» Objective
Tally the lines in the entries below that contain the string "player". Report only that number.

Location labeling records:
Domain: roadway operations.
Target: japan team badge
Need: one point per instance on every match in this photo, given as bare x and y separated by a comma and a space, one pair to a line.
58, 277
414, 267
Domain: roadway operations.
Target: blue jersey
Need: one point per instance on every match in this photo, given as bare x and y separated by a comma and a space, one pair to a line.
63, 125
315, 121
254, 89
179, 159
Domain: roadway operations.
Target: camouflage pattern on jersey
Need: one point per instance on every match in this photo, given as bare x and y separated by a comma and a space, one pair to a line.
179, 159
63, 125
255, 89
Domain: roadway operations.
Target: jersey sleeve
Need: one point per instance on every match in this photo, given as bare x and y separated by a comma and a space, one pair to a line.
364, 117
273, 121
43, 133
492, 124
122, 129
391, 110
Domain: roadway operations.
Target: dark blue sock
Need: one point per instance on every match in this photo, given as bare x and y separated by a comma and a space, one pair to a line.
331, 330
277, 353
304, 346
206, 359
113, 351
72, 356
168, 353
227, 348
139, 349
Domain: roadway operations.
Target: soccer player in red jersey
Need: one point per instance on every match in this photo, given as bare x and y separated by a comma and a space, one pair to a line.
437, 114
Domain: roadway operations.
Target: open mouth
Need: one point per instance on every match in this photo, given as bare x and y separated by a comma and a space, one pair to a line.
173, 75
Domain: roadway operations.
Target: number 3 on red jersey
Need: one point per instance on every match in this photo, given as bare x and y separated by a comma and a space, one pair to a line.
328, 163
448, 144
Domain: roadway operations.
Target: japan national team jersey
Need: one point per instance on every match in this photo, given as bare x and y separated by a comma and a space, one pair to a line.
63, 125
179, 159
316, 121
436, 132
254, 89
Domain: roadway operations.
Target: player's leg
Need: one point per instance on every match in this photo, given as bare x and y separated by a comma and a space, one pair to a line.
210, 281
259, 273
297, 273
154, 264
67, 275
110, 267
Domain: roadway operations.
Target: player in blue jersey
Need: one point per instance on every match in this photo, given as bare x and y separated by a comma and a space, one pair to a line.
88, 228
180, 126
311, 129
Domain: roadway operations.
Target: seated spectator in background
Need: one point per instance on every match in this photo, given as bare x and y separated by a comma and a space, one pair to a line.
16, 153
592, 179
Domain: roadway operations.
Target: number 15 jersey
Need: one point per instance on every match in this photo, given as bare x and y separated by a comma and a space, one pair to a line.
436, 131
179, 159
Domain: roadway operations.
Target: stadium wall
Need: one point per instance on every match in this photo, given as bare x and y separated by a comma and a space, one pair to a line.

» Expected answer
3